Exercise brief
Rescale everything from the line containing "For the mapping pass, tag each instance of the white painted" down to the end of the records, rewriting each line with its requests included and every coordinate in the answers multiplied by 1.25 and rounded to the nearest whole number, halves rounding up. Leave the requests themselves unchanged and give only these lines.

Data provided
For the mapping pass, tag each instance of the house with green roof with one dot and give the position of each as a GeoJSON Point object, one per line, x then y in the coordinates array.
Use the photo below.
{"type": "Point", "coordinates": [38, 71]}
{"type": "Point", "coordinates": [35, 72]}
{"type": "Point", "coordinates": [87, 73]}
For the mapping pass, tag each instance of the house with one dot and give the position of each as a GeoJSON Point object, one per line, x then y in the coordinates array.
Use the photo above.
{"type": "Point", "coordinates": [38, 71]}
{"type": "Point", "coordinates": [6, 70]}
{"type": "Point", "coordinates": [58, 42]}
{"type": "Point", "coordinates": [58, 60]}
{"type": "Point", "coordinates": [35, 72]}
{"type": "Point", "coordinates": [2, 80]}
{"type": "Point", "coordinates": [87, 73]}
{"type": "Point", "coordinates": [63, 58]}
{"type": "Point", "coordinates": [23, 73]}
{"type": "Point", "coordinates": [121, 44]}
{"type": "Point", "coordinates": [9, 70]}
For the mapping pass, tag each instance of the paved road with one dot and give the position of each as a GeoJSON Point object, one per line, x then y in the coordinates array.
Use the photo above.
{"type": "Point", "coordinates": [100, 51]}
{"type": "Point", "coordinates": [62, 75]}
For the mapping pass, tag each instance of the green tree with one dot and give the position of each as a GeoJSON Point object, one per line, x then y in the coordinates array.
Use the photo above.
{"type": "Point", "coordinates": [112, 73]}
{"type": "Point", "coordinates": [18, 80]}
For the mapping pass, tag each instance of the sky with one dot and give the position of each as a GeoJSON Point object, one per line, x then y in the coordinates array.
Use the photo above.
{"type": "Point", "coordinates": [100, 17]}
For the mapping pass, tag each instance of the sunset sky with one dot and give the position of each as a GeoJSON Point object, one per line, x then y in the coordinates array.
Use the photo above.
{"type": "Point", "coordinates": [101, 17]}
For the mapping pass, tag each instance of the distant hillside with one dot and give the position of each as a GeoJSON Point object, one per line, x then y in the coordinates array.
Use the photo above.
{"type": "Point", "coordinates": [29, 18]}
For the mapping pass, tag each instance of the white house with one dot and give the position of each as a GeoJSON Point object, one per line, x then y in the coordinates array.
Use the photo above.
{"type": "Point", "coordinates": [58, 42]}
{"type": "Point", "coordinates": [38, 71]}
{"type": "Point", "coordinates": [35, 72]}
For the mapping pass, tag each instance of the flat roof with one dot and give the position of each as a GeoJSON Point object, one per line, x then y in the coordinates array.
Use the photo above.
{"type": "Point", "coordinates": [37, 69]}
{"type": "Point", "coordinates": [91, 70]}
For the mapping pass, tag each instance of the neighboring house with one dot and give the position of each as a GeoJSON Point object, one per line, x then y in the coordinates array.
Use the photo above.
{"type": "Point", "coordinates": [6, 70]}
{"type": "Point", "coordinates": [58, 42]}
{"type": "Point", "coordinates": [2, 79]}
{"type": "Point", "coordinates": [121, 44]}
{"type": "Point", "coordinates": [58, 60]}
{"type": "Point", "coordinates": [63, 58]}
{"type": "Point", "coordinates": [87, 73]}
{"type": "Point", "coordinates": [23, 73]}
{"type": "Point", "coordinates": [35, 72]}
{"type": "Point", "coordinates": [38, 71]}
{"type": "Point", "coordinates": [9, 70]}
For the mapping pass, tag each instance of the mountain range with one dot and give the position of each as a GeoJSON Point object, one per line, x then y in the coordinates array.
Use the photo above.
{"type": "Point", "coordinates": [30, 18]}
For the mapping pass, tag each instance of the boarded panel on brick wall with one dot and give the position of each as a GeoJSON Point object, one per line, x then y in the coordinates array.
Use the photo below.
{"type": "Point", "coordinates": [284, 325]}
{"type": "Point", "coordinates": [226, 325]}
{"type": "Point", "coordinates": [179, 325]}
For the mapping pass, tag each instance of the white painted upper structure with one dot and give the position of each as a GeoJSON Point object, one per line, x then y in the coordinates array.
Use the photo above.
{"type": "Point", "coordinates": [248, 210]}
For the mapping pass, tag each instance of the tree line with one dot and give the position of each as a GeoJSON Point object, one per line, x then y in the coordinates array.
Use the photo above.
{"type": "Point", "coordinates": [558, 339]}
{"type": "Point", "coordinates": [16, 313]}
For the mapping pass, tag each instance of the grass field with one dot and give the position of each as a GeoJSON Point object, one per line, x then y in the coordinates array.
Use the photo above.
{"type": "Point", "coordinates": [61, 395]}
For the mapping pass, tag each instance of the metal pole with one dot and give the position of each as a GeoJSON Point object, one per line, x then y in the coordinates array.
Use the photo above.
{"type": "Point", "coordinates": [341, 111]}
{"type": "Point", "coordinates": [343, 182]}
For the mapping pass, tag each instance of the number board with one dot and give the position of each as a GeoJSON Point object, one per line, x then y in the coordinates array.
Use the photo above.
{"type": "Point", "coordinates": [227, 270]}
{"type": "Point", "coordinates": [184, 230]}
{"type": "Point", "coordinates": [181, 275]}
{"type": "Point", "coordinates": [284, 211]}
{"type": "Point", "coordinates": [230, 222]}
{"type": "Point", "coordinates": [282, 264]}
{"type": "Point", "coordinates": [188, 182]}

Answer for this exercise
For the mapping pass, tag each instance of the white painted upper structure with one dot and give the position of each as a GeoJSON Point object, one per line, x then y in the coordinates array.
Use the photo above.
{"type": "Point", "coordinates": [310, 263]}
For the mapping pass, tag each instance of the tree line with one dot and give the position of each as a GeoJSON Point object, one per line, x then y in the coordinates array.
Use the photo above.
{"type": "Point", "coordinates": [698, 424]}
{"type": "Point", "coordinates": [20, 391]}
For the mapping pass, tag each instance of the grass field with one dot and give the position of each as a GeoJSON Point object, one per line, x then y in the coordinates array.
Use the photo above.
{"type": "Point", "coordinates": [76, 494]}
For the mapping pass, tag each instance of the metal pole with one dot and give the position of each as a GeoJSON Point object, one per line, x then y in the coordinates array.
Use the photo above.
{"type": "Point", "coordinates": [426, 139]}
{"type": "Point", "coordinates": [429, 228]}
For the mapping pass, tag each instance of the number board with one dot and give the position of each as a GeoJSON Point object, one per line, x then y in the coordinates array.
Use the photo above.
{"type": "Point", "coordinates": [284, 338]}
{"type": "Point", "coordinates": [230, 288]}
{"type": "Point", "coordinates": [226, 344]}
{"type": "Point", "coordinates": [355, 264]}
{"type": "Point", "coordinates": [288, 278]}
{"type": "Point", "coordinates": [353, 330]}
{"type": "Point", "coordinates": [235, 228]}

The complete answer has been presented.